WHAT IS REQUIRED: What is needed is an exact copy of the entries below, from the line that contains "of the flame" through the final line, both included, and nothing else.

MATERIAL SUPPLIED:
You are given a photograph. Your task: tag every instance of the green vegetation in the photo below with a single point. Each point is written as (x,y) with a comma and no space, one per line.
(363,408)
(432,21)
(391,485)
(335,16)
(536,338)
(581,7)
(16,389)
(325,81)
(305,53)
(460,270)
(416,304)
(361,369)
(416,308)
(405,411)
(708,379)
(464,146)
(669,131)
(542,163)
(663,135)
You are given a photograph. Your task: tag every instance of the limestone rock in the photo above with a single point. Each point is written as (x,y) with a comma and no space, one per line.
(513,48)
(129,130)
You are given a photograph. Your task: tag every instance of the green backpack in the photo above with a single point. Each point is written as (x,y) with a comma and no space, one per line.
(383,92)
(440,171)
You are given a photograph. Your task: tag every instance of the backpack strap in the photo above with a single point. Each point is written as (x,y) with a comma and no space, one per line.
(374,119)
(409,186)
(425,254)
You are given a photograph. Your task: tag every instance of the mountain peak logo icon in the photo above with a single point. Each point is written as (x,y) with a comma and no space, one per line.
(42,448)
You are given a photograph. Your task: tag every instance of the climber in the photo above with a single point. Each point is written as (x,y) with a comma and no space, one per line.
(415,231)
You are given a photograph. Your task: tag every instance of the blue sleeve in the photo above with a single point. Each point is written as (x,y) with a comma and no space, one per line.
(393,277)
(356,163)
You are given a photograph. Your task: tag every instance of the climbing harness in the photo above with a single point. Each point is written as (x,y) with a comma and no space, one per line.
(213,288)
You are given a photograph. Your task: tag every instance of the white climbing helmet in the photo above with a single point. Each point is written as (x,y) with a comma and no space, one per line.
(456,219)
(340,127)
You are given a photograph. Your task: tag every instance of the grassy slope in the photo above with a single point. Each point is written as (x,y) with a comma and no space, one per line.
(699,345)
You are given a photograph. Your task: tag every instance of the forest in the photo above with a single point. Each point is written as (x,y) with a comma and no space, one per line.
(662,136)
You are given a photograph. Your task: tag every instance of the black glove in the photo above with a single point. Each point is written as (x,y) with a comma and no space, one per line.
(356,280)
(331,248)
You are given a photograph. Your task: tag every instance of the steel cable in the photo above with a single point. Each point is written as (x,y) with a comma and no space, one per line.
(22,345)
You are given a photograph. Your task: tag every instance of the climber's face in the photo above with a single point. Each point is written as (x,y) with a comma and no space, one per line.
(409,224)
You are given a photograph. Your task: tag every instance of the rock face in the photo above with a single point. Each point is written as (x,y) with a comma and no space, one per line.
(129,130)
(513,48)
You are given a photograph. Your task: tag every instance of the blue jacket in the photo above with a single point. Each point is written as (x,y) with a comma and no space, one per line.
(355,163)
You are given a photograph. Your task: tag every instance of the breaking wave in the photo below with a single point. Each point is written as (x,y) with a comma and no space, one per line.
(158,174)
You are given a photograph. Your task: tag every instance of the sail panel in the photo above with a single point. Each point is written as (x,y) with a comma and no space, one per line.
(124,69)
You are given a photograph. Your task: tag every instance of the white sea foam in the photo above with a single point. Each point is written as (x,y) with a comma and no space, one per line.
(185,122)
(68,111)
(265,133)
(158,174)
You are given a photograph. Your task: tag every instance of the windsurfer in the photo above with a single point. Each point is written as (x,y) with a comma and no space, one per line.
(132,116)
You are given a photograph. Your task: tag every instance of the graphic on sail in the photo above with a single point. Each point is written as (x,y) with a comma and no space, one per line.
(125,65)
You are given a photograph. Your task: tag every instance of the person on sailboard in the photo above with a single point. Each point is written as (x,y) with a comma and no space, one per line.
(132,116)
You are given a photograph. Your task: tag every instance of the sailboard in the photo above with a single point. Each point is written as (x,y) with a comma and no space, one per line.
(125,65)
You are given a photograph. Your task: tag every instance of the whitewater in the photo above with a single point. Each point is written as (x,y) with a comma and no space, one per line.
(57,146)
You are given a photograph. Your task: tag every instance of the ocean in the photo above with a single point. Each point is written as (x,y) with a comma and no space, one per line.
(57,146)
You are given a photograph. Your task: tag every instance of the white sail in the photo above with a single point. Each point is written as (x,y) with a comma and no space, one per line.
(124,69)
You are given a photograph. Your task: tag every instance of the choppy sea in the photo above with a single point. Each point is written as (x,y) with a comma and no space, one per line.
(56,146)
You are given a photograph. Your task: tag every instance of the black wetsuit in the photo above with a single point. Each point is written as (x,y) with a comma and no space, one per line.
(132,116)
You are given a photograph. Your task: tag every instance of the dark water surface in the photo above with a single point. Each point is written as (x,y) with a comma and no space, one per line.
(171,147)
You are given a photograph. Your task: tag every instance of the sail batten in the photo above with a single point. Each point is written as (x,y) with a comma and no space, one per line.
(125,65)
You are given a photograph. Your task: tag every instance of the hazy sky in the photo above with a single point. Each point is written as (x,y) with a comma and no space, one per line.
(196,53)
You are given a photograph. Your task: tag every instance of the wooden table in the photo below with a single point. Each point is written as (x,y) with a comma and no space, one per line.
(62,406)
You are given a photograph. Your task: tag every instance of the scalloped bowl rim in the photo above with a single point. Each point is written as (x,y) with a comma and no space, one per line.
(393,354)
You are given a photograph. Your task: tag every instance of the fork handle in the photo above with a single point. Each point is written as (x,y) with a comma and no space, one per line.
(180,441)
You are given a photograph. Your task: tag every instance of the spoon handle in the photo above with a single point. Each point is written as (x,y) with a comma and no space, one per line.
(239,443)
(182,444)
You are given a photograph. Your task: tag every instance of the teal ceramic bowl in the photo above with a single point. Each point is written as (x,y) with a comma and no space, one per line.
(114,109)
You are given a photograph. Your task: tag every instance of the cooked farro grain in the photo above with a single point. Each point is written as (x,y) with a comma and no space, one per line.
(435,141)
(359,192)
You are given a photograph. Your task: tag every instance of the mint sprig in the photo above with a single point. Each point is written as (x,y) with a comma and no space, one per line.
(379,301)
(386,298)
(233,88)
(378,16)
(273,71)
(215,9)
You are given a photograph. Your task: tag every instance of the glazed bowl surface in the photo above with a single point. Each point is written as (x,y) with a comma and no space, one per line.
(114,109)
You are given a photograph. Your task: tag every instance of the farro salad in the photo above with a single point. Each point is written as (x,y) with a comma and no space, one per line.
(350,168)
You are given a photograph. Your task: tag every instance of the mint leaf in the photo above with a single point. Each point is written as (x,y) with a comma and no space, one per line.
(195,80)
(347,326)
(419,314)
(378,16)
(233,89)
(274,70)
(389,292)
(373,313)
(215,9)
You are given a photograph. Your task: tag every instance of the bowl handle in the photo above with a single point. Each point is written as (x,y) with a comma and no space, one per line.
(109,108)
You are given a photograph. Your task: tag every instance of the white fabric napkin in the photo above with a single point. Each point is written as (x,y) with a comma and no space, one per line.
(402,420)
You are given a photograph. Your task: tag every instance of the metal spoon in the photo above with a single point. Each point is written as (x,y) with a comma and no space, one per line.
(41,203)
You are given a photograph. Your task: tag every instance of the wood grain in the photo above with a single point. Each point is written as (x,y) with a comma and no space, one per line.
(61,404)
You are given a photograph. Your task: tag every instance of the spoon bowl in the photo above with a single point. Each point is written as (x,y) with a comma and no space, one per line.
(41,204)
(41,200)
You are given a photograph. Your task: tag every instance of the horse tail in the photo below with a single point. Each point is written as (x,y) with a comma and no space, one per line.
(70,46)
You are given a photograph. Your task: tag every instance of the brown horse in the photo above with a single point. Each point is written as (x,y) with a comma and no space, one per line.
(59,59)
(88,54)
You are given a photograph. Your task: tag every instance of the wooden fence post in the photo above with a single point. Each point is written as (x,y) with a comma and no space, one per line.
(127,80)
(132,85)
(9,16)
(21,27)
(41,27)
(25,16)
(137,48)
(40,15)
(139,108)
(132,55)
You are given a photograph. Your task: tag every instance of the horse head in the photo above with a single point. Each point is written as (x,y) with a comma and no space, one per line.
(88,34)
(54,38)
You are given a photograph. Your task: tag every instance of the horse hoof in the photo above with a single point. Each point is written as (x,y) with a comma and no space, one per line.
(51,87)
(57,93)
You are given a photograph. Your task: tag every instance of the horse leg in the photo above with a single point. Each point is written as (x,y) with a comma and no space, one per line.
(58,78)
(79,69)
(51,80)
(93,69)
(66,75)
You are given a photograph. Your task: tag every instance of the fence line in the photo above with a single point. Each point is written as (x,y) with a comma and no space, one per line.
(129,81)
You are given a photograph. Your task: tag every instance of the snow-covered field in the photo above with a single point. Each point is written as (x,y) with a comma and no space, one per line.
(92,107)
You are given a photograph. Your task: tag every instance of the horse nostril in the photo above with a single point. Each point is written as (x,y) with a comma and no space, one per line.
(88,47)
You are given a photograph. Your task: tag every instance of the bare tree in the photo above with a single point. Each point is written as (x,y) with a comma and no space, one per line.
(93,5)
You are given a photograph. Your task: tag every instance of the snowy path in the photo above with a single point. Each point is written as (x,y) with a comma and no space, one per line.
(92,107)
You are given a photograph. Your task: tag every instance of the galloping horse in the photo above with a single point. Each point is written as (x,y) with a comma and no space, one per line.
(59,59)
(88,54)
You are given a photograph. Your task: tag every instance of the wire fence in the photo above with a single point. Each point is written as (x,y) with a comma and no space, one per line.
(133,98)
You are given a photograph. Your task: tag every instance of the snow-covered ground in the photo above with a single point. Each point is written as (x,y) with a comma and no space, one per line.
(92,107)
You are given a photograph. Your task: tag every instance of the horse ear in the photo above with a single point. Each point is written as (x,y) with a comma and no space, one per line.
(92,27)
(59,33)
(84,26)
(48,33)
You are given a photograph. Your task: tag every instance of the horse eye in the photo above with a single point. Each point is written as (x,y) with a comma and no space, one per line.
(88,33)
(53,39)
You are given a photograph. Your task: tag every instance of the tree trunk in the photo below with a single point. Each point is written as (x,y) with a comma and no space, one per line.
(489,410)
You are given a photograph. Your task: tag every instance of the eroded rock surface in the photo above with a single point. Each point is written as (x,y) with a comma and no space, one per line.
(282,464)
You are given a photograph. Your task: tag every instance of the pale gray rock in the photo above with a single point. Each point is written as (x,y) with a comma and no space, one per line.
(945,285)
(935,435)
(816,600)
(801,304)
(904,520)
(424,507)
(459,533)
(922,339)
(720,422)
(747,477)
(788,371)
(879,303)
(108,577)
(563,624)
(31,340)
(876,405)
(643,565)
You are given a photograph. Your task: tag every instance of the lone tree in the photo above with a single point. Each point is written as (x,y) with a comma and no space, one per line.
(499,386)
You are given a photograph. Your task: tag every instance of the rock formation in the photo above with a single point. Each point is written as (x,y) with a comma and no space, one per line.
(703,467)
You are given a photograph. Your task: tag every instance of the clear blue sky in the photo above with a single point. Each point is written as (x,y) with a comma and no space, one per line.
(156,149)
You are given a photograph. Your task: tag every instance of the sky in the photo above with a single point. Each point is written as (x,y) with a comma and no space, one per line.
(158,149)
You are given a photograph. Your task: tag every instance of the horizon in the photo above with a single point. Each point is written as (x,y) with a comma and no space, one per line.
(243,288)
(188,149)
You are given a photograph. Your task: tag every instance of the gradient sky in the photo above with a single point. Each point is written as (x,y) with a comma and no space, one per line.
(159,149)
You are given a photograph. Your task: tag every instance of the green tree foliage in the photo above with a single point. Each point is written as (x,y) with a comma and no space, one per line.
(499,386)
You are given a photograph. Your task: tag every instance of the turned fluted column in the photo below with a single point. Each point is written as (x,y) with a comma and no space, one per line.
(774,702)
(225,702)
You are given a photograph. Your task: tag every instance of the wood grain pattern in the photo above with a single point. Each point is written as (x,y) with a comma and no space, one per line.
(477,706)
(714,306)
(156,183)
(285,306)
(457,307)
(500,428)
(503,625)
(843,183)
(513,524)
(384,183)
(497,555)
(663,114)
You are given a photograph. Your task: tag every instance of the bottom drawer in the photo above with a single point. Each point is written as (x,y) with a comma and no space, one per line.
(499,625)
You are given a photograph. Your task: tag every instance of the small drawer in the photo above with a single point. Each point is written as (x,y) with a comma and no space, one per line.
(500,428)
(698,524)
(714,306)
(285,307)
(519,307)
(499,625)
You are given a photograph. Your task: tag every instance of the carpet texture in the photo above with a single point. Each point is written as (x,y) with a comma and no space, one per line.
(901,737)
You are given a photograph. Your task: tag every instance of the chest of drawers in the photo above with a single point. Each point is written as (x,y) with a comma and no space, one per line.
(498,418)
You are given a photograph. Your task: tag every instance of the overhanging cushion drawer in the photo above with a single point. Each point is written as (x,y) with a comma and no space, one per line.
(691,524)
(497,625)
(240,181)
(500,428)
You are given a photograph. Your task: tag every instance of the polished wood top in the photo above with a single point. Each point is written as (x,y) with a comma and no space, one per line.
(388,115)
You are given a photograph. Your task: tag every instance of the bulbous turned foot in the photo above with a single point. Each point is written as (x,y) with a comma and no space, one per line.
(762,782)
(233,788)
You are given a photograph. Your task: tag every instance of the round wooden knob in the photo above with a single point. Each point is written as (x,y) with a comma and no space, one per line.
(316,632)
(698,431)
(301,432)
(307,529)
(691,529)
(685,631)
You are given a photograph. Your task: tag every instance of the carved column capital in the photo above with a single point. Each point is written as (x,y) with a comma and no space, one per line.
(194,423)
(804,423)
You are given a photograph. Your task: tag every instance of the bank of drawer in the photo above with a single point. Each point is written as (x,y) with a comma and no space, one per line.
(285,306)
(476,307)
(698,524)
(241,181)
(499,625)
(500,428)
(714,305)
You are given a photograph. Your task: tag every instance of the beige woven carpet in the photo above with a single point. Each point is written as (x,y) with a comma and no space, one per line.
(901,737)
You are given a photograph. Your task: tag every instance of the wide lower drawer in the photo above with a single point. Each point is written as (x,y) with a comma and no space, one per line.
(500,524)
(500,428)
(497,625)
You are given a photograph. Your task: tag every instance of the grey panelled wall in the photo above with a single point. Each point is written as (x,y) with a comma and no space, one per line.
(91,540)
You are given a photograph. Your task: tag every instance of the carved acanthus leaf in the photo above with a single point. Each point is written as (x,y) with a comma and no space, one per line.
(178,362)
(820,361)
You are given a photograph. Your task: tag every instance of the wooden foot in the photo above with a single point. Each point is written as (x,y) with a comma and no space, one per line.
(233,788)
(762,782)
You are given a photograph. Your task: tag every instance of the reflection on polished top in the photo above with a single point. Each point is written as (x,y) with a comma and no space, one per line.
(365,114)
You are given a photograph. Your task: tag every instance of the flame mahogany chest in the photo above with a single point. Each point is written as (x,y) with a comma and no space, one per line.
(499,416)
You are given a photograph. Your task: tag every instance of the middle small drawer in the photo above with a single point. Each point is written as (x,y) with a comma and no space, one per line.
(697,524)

REPLY TO THE EXERCISE:
You are given a photograph. Your task: tag every instance of the flame mahogany chest in the photo above with a single point. Each point is written as (x,y) with a comma and no space, one per line.
(499,416)
You are given a photograph. Your task: tag every instance of the middle small drawer in the photo above with a single point. Each point is written as (x,y) with a comma and no space, one per line.
(697,524)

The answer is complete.